→ PROBLEM STATEMENT: Put every line of the material below into a Markdown table with two columns, Row for the row number and Line for the line itself, leaving out blank lines. Leave the pictures out of the table.

——

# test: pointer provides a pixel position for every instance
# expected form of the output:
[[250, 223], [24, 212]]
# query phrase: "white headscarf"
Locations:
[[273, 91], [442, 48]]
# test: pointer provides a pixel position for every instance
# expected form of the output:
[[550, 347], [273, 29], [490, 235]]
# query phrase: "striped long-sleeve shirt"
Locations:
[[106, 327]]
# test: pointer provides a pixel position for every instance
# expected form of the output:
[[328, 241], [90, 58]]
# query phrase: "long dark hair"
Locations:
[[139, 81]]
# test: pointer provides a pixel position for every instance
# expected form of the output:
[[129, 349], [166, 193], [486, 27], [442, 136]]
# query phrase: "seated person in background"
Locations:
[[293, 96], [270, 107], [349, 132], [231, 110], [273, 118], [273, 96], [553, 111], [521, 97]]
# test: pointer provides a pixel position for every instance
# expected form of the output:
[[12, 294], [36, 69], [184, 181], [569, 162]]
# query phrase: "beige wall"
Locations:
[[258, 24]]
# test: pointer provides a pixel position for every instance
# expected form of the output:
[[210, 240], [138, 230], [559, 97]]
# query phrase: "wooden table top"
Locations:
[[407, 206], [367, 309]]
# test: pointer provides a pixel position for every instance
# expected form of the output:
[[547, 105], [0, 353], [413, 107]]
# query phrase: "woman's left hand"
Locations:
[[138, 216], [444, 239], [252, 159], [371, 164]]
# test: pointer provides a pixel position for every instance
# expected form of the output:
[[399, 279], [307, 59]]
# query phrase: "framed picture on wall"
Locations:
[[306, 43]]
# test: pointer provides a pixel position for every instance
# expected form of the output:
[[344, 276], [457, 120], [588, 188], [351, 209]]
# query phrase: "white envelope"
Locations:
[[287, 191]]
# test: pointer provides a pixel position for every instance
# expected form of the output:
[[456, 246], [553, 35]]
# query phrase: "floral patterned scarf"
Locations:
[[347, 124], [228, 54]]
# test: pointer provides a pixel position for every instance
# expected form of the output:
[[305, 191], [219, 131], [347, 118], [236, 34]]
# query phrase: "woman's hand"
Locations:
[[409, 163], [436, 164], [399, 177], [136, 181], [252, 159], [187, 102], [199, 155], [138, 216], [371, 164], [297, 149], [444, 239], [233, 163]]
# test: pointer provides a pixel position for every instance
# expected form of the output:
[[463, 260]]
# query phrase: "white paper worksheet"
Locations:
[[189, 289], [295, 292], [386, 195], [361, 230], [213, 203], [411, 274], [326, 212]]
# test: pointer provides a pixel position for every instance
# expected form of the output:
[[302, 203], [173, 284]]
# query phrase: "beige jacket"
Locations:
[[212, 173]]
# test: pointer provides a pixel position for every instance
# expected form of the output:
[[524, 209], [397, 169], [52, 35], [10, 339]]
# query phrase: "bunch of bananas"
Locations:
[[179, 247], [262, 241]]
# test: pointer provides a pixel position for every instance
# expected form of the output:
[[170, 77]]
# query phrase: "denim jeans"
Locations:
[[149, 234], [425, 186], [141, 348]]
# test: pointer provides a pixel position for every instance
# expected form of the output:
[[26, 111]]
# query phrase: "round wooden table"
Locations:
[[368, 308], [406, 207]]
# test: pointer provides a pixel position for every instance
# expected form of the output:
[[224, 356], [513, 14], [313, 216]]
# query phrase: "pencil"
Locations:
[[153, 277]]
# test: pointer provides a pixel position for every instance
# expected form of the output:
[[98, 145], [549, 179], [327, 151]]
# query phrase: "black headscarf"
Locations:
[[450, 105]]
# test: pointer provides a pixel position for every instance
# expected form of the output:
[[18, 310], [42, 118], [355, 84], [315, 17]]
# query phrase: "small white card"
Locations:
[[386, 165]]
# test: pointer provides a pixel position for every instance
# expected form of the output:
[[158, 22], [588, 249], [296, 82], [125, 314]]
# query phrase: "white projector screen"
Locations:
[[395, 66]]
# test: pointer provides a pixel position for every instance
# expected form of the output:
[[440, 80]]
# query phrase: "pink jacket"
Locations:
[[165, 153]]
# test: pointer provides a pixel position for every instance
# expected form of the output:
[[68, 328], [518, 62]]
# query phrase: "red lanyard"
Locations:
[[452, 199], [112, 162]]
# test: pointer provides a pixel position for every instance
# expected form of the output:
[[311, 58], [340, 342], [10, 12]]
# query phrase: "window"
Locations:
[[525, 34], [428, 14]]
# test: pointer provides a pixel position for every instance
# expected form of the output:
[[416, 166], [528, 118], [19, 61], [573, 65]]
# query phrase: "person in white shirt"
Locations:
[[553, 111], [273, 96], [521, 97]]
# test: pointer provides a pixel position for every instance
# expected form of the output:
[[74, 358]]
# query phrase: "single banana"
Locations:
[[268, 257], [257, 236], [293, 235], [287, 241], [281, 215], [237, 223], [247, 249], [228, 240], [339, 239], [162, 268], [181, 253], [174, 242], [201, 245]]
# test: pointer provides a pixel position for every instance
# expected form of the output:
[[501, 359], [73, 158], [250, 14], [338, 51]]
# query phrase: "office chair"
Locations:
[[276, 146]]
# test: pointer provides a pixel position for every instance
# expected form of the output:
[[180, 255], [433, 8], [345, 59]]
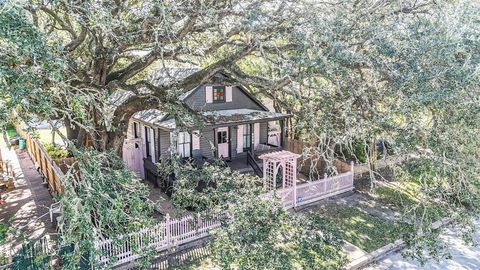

——

→ EXERCISE RESULT:
| Row | Line |
|---|---|
| 1 | # test: pointer provides a pixel position for every instance |
| 2 | # expected form of the output: |
| 3 | [[250, 223], [24, 212]] |
| 4 | # query phrase: "white headscarf" |
| 5 | Locations: |
| 6 | [[273, 91], [442, 48]] |
| 7 | # test: pointer provides a pixel position for every instance |
| 8 | # expected form of the output: |
| 9 | [[550, 347], [273, 29], [490, 235]] |
| 10 | # query phrase: "striped long-sleeve shirt" |
| 11 | Locations: |
| 12 | [[106, 327]] |
| 13 | # test: pointer provides a pixel position for every instance |
| 14 | # expected form of the output: |
| 15 | [[328, 241], [90, 58]] |
| 16 | # query phrase: "long dark hair" |
| 17 | Locations: |
| 18 | [[139, 81]] |
| 19 | # test: pointer provides a pixel position for every instance |
| 20 | # expected form of the output: |
| 21 | [[129, 349], [166, 193], [486, 27], [442, 136]] |
| 22 | # query phrase: "seated person in background" |
| 23 | Locations: |
| 24 | [[293, 96], [270, 107], [349, 132], [231, 110], [273, 118], [273, 96], [553, 111], [521, 97]] |
| 25 | # test: pointer provides a pixel position for every instance |
| 26 | # expected form of the output: |
| 27 | [[12, 294], [36, 69], [184, 181], [569, 162]] |
| 28 | # query phrase: "beige wall" |
| 29 | Locations: |
| 30 | [[258, 24]] |
| 31 | # test: pointer provides a pixel position for every instance |
| 32 | # expected form of the output: |
| 33 | [[210, 240], [138, 230], [559, 97]] |
| 34 | # query phrase: "wooden table top" |
| 35 | Locations: |
| 36 | [[407, 206], [367, 309]] |
| 37 | # test: pointer provides a pixel position for every instance |
| 38 | # expected form of the output: |
| 39 | [[547, 105], [0, 353], [413, 107]] |
| 40 | # query phrase: "woman's left hand" |
| 41 | Locations: |
| 42 | [[138, 216], [444, 239], [252, 159], [371, 164]] |
| 43 | # test: pointer provides a pixel position for every instance |
| 44 | # expected form of the output: |
| 45 | [[399, 279], [307, 59]] |
| 46 | # query phrase: "framed picture on wall" |
| 47 | Locations: |
| 48 | [[306, 43]] |
| 49 | # test: pointer provides a pixel position for every instance |
| 50 | # expected form of the output: |
| 51 | [[344, 276], [457, 120], [588, 188], [351, 209]] |
| 52 | # query phrase: "white envelope" |
| 53 | Locations: |
| 54 | [[287, 191]] |
| 55 | # test: pointer provides a pixel position for every instance |
| 56 | # expected form of the output: |
| 57 | [[456, 246], [553, 35]] |
| 58 | # query phrase: "floral patterned scarf" |
| 59 | Locations: |
| 60 | [[347, 124], [228, 54]] |
| 61 | # test: pointer provides a pixel position for every instance |
| 62 | # expected form of the output: |
| 63 | [[305, 191], [219, 131], [347, 118], [236, 34]] |
| 64 | # query phrase: "woman's hand" |
| 65 | Locations: |
| 66 | [[409, 163], [436, 164], [399, 177], [136, 181], [252, 159], [187, 102], [199, 155], [138, 216], [371, 164], [297, 149], [444, 239], [233, 163]] |
| 67 | # test: pointer provides a pixel position for every instance |
| 68 | # expected form of the output: |
| 69 | [[463, 260]] |
| 70 | # query phrase: "white paper worksheet" |
| 71 | Locations: |
| 72 | [[189, 289], [295, 292], [386, 195], [361, 230], [213, 203], [411, 274], [326, 212]] |
| 73 | # test: pointer provides a pixel position for every instance |
| 74 | # expected form of the output: |
| 75 | [[302, 203], [173, 284]] |
| 76 | # query phrase: "beige jacket" |
| 77 | Locations: |
| 78 | [[212, 173]] |
| 79 | # test: pointer provides a pixel position for every instance |
| 80 | # expected form of the output: |
| 81 | [[524, 209], [397, 169], [52, 35], [10, 339]] |
| 82 | # query phrase: "bunch of bananas" |
| 83 | Locations: |
| 84 | [[179, 247], [262, 241]] |
| 85 | # test: pointer provides a pixel position for every instance |
| 86 | # expected form of the output: |
| 87 | [[170, 77]] |
| 88 | # query phrase: "denim jeans" |
| 89 | Locations: |
| 90 | [[149, 234], [425, 186], [141, 348]] |
| 91 | # test: pointer provides a pixel position for every instance |
| 92 | # expected form of the output: |
| 93 | [[26, 111]] |
| 94 | # query phrase: "round wooden table" |
| 95 | Locations: |
| 96 | [[368, 308], [406, 207]] |
| 97 | # test: pointer provides a pixel position for every instance |
| 98 | # expected form of the output: |
| 99 | [[224, 356], [513, 14], [313, 216]] |
| 100 | # query phrase: "pencil" |
| 101 | Locations: |
| 102 | [[153, 277]] |
| 103 | # test: pointer provides a pixel position for every instance |
| 104 | # expected form of the output: |
| 105 | [[98, 145], [549, 179], [327, 151]] |
| 106 | # query phrase: "black headscarf" |
| 107 | Locations: |
| 108 | [[450, 105]] |
| 109 | # test: pointer provides a pixel position for every instance |
| 110 | # expected form of the output: |
| 111 | [[18, 310], [42, 118], [355, 84], [315, 17]] |
| 112 | # query phrase: "small white card" |
| 113 | Locations: |
| 114 | [[386, 165]] |
| 115 | # test: pointer provides a pixel position for every instance |
| 116 | # expected form of the output: |
| 117 | [[158, 22], [588, 249], [296, 82], [125, 314]] |
| 118 | # query phrase: "white projector screen" |
| 119 | Locations: |
| 120 | [[395, 66]] |
| 121 | # test: pointer provides a pixel position for every instance |
| 122 | # expected form of the output: |
| 123 | [[440, 80]] |
| 124 | # query phrase: "pink jacket" |
| 125 | Locations: |
| 126 | [[165, 153]] |
| 127 | # test: pointer provides a pixel position for every instance |
| 128 | # expected form of the output: |
| 129 | [[68, 328], [518, 62]] |
| 130 | # query phrase: "red lanyard" |
| 131 | Locations: |
| 132 | [[452, 199], [112, 162]] |
| 133 | # test: pointer provides a pixel position for every instance |
| 134 | # expected form of the output: |
| 135 | [[311, 58], [340, 342], [10, 12]] |
| 136 | # query phrase: "window" |
| 137 | Locations: |
| 138 | [[525, 34], [428, 14]] |
| 139 | # test: pointer provides a pixel position for every instance |
| 140 | # expected form of the output: |
| 141 | [[416, 166], [528, 118], [19, 61], [573, 65]] |
| 142 | # query phrase: "person in white shirt" |
| 143 | Locations: |
| 144 | [[553, 111], [273, 96], [521, 97]] |
| 145 | # test: pointer provides a pixel position for every instance |
| 146 | # expected form of the output: |
| 147 | [[74, 358]] |
| 148 | # query phrase: "single banana" |
| 149 | Locations: |
| 150 | [[268, 257], [257, 236], [293, 235], [287, 241], [281, 215], [237, 223], [247, 249], [228, 240], [339, 239], [162, 268], [181, 253], [174, 242], [201, 245]] |
| 151 | # test: pointer provides a pixel position for every instance |
| 152 | # expected form of the output: |
| 153 | [[501, 359], [73, 158], [250, 14], [338, 51]] |
| 154 | # query phrase: "office chair" |
| 155 | Locations: |
| 156 | [[276, 146]] |
| 157 | # test: pointer provides a pixel position for every instance |
| 158 | # expected form of the output: |
| 159 | [[180, 255], [433, 8], [345, 59]] |